Columna de Rafael Gumucio – Las Últimas Noticias
Hacerle clases a una serie de cuadrados negros es un destino al que miles de profesores nos hemos ido acostumbrando. A veces nos tocan en suerte fotos de gatos o fotos de los alumnos, pero es raro que ver una galería de seres humanos al otro lado del Zoom.
Los alumnos tienen, es cierto, resquemores razonables para mostrar su intimidad, que no transcurre muchas veces en la situación de comodidad o estabilidad que cabría esperar.
También es cierto que la tecnología a veces les falla. Pero no es menos cierta la soledad del educador que no sabe si lo que está diciendo tiene sentido o no, si las preguntas que hace van a tener respuesta, si los nombres tienen cara, si las caras tienen facciones, si lo que hace, finalmente, tiene algún sentido.
Obligado a hablar en esa nueva oscuridad llena de pantallas iluminadas, el profesor le hace clase a una idea previa de los alumnos. En el peor, y el más habitual de los casos, se hace clase a sí mismo.

Registros de datos:
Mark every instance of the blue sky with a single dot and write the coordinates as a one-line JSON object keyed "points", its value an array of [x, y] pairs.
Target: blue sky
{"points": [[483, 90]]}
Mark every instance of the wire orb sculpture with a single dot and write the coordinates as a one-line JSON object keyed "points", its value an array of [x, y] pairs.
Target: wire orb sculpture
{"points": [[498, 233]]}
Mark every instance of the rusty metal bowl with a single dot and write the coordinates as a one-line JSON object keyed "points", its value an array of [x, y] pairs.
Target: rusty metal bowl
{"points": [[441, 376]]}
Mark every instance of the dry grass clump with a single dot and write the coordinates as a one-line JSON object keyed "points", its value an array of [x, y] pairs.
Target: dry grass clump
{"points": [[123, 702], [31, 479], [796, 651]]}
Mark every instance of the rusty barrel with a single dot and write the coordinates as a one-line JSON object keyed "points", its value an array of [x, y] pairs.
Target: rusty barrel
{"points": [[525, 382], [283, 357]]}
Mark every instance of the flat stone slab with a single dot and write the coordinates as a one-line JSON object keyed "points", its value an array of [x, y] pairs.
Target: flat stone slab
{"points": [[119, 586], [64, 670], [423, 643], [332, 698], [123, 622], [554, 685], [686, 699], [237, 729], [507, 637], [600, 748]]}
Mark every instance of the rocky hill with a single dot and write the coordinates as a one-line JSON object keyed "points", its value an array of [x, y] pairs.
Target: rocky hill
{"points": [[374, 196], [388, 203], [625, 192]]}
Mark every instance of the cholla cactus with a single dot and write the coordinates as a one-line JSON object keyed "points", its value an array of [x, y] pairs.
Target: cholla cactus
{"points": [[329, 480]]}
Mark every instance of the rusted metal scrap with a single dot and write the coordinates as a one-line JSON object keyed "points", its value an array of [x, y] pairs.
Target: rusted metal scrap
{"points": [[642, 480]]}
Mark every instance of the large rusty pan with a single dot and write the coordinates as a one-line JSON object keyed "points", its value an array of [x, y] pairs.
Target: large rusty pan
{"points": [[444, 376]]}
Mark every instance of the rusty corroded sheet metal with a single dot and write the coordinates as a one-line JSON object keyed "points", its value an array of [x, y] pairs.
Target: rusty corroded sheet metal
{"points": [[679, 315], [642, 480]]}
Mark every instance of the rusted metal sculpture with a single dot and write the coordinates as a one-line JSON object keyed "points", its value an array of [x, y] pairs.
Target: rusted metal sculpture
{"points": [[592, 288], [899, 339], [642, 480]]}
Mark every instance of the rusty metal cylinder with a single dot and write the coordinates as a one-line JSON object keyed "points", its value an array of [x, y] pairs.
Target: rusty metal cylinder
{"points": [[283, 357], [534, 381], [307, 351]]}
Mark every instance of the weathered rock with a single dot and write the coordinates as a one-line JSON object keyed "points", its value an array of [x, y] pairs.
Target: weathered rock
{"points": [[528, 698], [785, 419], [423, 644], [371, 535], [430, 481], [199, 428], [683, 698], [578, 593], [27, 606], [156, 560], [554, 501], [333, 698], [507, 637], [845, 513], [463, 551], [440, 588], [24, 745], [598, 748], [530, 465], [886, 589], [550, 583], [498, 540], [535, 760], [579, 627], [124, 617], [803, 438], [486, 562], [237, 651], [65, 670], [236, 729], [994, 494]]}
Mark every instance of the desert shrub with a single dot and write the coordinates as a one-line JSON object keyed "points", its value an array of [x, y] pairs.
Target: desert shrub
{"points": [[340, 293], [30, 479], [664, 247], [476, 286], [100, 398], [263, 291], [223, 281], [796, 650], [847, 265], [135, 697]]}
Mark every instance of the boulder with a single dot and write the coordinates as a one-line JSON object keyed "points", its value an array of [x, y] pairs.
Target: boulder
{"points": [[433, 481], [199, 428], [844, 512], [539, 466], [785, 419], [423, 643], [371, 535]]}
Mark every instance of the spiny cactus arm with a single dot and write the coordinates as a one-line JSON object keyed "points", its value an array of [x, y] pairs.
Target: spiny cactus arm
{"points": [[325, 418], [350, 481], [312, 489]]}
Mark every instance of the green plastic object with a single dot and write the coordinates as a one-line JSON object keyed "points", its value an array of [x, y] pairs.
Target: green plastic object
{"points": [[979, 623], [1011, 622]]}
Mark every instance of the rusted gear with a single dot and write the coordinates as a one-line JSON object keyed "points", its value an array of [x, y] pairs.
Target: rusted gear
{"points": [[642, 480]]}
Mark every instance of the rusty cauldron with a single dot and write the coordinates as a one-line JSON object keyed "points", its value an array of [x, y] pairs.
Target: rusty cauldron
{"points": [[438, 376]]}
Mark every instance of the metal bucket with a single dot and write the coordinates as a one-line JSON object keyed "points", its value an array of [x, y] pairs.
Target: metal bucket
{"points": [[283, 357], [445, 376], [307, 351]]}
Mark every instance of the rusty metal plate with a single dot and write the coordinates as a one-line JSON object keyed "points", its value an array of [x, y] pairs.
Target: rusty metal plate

Consigna del ejercicio: Escribe lo que sigue en la columna sobre dar clases por Zoom a cuadrados negros, a partir de su última oración.

Respuesta escrita:
Un pozo negro de supuestos, de conceptos, de frases hechas y deshechas que alcanzan pocas veces a llenar el tiempo asignado, porque ese tiempo suponía justamente las preguntas y respuestas de los alumnos, la conversación, el debate, las chistes, la simple y llana comunicación, que es el centro de lo que llamábamos educación, que dudo seriamente que podamos seguir llamando así.
La jugarreta del video de Hualañé es cada vez más cierta. Los alumnos están ahí solo cuando se les presiona con notas. Pero no tienen la culpa. Han aprendido de nosotros que la educación es una transacción de notas y títulos a cambio de dinero, paciencia, o simplemente docilidad.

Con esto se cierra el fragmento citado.